══ EXTRACTED DATA

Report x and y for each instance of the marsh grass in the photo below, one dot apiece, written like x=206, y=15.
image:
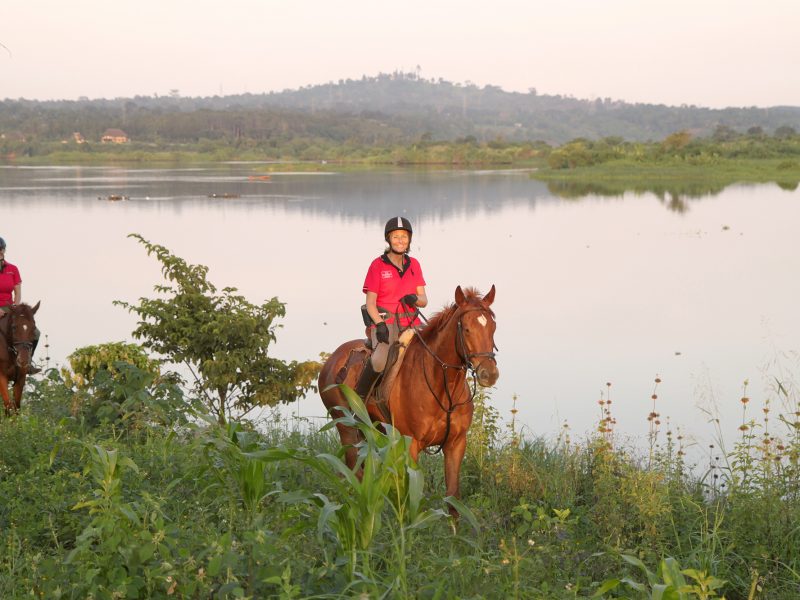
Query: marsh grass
x=196, y=510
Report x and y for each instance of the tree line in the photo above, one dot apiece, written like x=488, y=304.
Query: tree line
x=389, y=108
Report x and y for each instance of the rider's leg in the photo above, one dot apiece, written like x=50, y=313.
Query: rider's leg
x=32, y=368
x=376, y=363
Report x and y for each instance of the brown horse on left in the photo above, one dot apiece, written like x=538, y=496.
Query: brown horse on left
x=17, y=328
x=429, y=397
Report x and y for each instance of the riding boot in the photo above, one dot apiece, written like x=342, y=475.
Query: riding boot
x=32, y=368
x=368, y=378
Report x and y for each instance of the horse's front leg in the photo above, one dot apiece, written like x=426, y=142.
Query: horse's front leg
x=4, y=393
x=453, y=456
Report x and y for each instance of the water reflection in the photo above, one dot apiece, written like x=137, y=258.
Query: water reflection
x=364, y=196
x=674, y=196
x=587, y=292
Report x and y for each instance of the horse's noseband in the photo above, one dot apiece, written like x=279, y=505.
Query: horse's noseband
x=460, y=341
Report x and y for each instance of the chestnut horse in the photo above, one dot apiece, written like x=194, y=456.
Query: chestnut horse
x=17, y=329
x=430, y=399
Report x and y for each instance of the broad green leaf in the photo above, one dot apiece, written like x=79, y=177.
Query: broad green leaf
x=463, y=511
x=606, y=586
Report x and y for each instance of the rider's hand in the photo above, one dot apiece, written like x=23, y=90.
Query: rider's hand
x=409, y=300
x=382, y=332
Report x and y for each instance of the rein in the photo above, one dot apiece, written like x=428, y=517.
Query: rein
x=466, y=366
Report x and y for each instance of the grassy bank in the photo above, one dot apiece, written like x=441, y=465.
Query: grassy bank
x=297, y=153
x=679, y=165
x=114, y=494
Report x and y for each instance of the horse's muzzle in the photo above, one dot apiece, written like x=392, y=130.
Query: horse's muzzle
x=487, y=373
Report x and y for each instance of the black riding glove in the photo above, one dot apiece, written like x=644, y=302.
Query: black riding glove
x=409, y=300
x=382, y=332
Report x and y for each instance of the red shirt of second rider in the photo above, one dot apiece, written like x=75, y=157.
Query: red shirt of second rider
x=9, y=279
x=391, y=284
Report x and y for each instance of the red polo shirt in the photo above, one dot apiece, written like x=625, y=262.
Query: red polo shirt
x=391, y=284
x=9, y=279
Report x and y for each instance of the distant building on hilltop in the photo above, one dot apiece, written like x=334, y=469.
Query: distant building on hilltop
x=114, y=136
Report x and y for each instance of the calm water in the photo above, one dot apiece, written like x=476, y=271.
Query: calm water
x=701, y=291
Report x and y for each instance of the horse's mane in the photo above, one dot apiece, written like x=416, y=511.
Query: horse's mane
x=25, y=310
x=439, y=320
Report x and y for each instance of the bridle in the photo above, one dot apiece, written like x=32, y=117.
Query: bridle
x=466, y=366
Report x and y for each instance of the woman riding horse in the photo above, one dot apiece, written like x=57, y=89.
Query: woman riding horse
x=394, y=286
x=426, y=396
x=11, y=295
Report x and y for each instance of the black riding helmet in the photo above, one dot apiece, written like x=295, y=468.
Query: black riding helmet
x=396, y=223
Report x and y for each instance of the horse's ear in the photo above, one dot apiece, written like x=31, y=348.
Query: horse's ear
x=489, y=298
x=460, y=298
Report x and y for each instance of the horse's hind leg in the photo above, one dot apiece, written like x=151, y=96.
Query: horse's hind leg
x=4, y=393
x=19, y=385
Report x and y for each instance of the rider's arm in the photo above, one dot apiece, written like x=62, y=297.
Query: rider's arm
x=372, y=307
x=422, y=299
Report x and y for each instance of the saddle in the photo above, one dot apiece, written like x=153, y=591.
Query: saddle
x=380, y=392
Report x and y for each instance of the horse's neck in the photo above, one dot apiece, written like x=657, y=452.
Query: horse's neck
x=443, y=344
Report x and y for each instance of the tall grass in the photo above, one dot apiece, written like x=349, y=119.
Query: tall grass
x=189, y=509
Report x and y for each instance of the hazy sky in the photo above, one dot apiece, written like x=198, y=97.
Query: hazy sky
x=706, y=52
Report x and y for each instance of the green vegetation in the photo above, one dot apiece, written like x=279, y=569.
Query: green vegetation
x=118, y=482
x=386, y=110
x=680, y=166
x=194, y=509
x=221, y=338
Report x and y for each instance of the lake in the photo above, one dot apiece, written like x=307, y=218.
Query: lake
x=698, y=291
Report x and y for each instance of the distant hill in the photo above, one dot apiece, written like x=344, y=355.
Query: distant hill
x=385, y=109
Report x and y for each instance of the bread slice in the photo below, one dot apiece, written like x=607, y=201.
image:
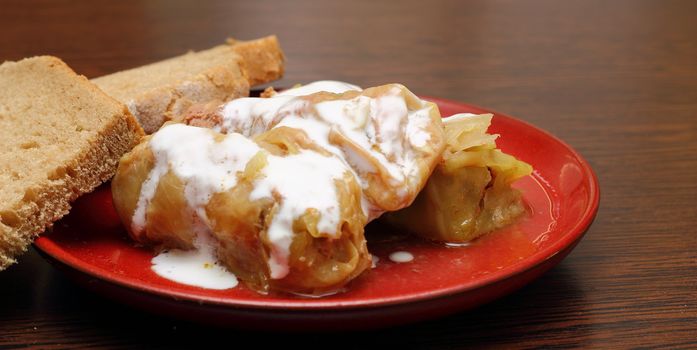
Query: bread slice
x=262, y=59
x=60, y=136
x=162, y=91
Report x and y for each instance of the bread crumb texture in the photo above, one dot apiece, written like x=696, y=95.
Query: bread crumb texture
x=165, y=90
x=61, y=137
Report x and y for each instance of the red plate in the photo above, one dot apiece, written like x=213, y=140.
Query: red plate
x=562, y=195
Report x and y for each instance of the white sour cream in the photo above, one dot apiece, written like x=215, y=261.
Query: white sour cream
x=401, y=257
x=303, y=181
x=195, y=267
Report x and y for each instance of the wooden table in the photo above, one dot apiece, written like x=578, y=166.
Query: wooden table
x=617, y=80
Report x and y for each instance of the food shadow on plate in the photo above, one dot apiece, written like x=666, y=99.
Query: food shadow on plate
x=56, y=300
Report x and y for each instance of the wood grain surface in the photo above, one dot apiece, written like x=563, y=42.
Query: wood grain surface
x=617, y=80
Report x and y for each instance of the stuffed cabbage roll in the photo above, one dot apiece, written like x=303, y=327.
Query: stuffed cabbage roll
x=282, y=213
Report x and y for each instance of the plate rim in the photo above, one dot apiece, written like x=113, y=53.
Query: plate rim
x=573, y=235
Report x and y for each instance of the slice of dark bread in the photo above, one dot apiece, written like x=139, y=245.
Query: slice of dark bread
x=61, y=137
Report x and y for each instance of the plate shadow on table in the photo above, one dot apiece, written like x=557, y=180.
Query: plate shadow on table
x=28, y=288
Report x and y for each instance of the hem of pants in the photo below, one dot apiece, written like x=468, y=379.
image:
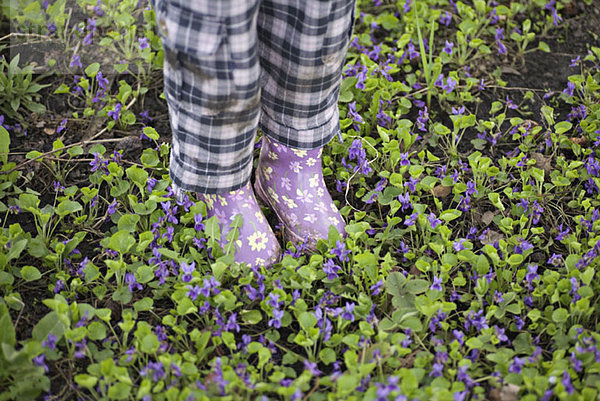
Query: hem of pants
x=289, y=136
x=204, y=186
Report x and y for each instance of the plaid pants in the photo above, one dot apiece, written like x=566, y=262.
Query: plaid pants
x=234, y=65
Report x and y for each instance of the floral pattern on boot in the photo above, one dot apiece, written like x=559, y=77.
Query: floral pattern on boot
x=291, y=182
x=256, y=244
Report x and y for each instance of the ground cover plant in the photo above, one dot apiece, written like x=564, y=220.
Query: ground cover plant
x=467, y=171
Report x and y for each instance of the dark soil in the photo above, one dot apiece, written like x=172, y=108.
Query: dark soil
x=538, y=72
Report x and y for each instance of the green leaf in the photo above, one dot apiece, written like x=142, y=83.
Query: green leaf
x=394, y=283
x=144, y=274
x=30, y=273
x=85, y=380
x=251, y=316
x=327, y=356
x=121, y=241
x=307, y=321
x=560, y=315
x=128, y=222
x=150, y=133
x=495, y=199
x=92, y=69
x=138, y=176
x=411, y=322
x=150, y=157
x=212, y=229
x=543, y=46
x=4, y=145
x=356, y=229
x=6, y=279
x=450, y=214
x=143, y=304
x=417, y=286
x=67, y=206
x=50, y=323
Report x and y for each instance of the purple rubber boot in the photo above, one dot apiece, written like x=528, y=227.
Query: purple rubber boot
x=291, y=182
x=256, y=244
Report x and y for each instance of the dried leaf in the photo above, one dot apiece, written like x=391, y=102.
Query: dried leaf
x=508, y=392
x=441, y=191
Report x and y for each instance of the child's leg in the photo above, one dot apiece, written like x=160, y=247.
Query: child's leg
x=303, y=46
x=212, y=88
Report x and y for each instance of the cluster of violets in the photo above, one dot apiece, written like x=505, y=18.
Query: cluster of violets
x=332, y=311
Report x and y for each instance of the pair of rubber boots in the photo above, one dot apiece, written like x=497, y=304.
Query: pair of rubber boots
x=290, y=182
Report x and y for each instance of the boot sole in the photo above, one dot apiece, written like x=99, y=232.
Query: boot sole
x=288, y=234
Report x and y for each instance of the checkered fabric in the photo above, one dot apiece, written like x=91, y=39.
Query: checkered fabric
x=234, y=65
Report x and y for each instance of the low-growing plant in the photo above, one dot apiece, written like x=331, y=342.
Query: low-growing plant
x=19, y=89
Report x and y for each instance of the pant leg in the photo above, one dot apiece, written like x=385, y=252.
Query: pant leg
x=211, y=77
x=302, y=46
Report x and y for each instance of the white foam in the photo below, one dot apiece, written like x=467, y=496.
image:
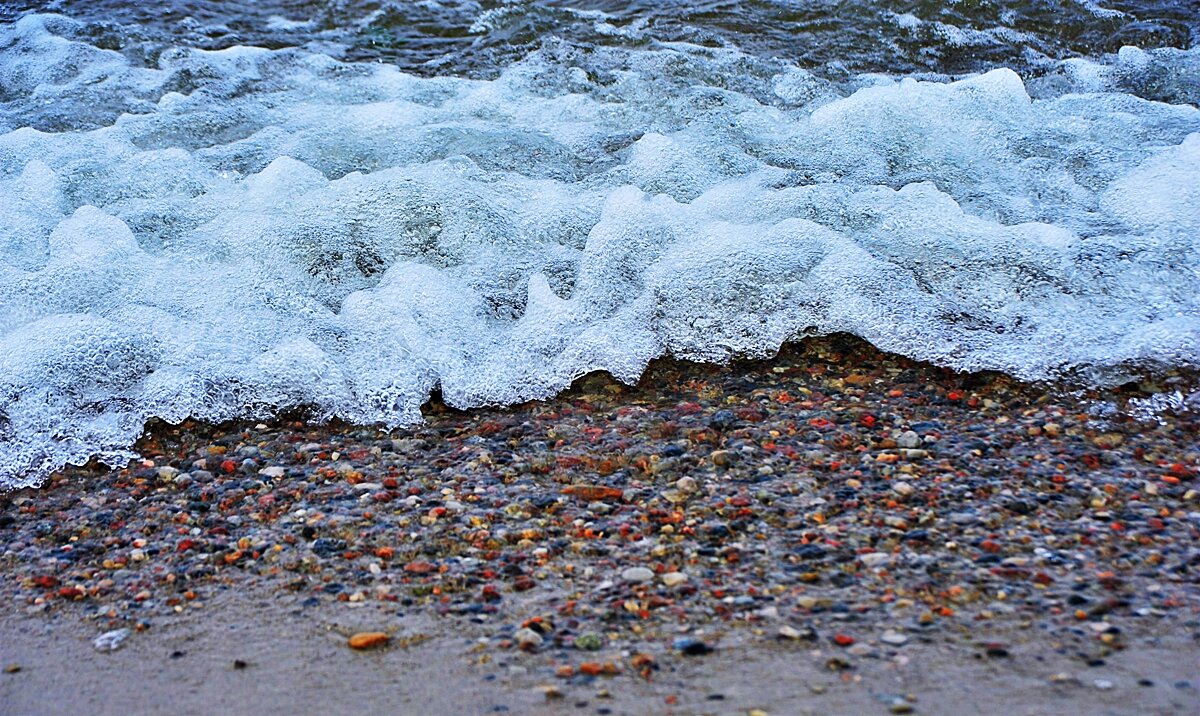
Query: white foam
x=252, y=230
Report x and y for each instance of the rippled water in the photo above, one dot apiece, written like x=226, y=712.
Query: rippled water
x=478, y=38
x=223, y=209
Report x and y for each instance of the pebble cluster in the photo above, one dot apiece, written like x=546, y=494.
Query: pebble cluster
x=832, y=494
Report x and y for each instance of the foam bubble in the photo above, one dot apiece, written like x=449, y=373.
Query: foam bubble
x=245, y=230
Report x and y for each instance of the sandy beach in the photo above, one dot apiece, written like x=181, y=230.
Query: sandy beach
x=829, y=530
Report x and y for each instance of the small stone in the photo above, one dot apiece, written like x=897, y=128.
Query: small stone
x=685, y=485
x=369, y=641
x=589, y=642
x=527, y=639
x=690, y=647
x=637, y=575
x=111, y=641
x=874, y=559
x=673, y=578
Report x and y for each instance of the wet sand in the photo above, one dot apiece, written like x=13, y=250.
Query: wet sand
x=829, y=530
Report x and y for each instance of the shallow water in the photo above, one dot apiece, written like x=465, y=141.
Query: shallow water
x=478, y=38
x=492, y=199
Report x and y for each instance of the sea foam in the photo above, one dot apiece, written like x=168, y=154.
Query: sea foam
x=222, y=234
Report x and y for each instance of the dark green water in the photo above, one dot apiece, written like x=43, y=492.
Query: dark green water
x=478, y=38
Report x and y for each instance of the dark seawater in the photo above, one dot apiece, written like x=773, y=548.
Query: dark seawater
x=478, y=38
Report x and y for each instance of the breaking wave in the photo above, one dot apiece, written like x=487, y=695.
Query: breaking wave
x=228, y=233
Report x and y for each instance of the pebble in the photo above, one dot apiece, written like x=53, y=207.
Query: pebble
x=874, y=559
x=112, y=641
x=363, y=641
x=589, y=642
x=690, y=647
x=637, y=575
x=527, y=639
x=673, y=578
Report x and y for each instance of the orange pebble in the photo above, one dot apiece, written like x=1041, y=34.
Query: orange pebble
x=369, y=639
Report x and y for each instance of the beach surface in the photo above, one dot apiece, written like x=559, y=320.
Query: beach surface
x=833, y=529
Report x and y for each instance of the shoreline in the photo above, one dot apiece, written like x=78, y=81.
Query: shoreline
x=869, y=524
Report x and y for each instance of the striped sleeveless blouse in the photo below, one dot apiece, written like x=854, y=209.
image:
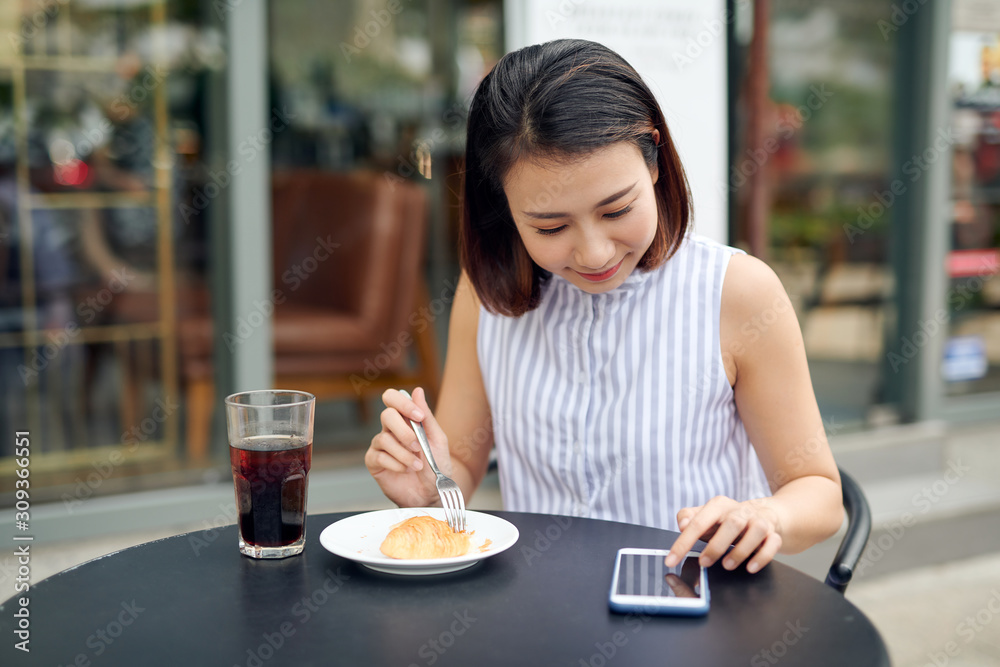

════

◆ EXERCISE DESCRIPTION
Starting at the beginning of the records above and stopping after the line that contains "x=587, y=292", write those lines out again, requests included, and shift every answer coordinate by adding 134 to each x and y value, leaving the numbers in the requests and their format samples unchanged. Leave the pictures out of your answer.

◆ THE RESPONSE
Report x and y for each instance of the marsh grass in the photo below, one dot apiece, written like x=206, y=15.
image:
Query: marsh grass
x=330, y=644
Report x and y for each instance of the tree line in the photo above, one dot apiece, written like x=488, y=304.
Query: tree line
x=523, y=242
Report x and y for each instance of the rider's leg in the photo above, one dot apiece, written like x=50, y=313.
Query: rider's leg
x=166, y=502
x=510, y=497
Report x and y for each instance of the brown horse on left in the photo above, one dot apiece, written like x=538, y=496.
Query: brown horse on left
x=151, y=462
x=563, y=531
Report x and y for each instance of the riding boot in the photo above, one dot apiece, written like x=342, y=475.
Query: riding boot
x=166, y=502
x=502, y=512
Report x and y for each instance of the horse's front leg in the photo above, one dot apiece, written like x=426, y=142.
Query: horse's front leg
x=138, y=527
x=587, y=590
Report x and y for each instance of the water reflection in the photo above, one dot apiece, written like x=137, y=258.
Query: water reflection
x=498, y=330
x=808, y=330
x=721, y=426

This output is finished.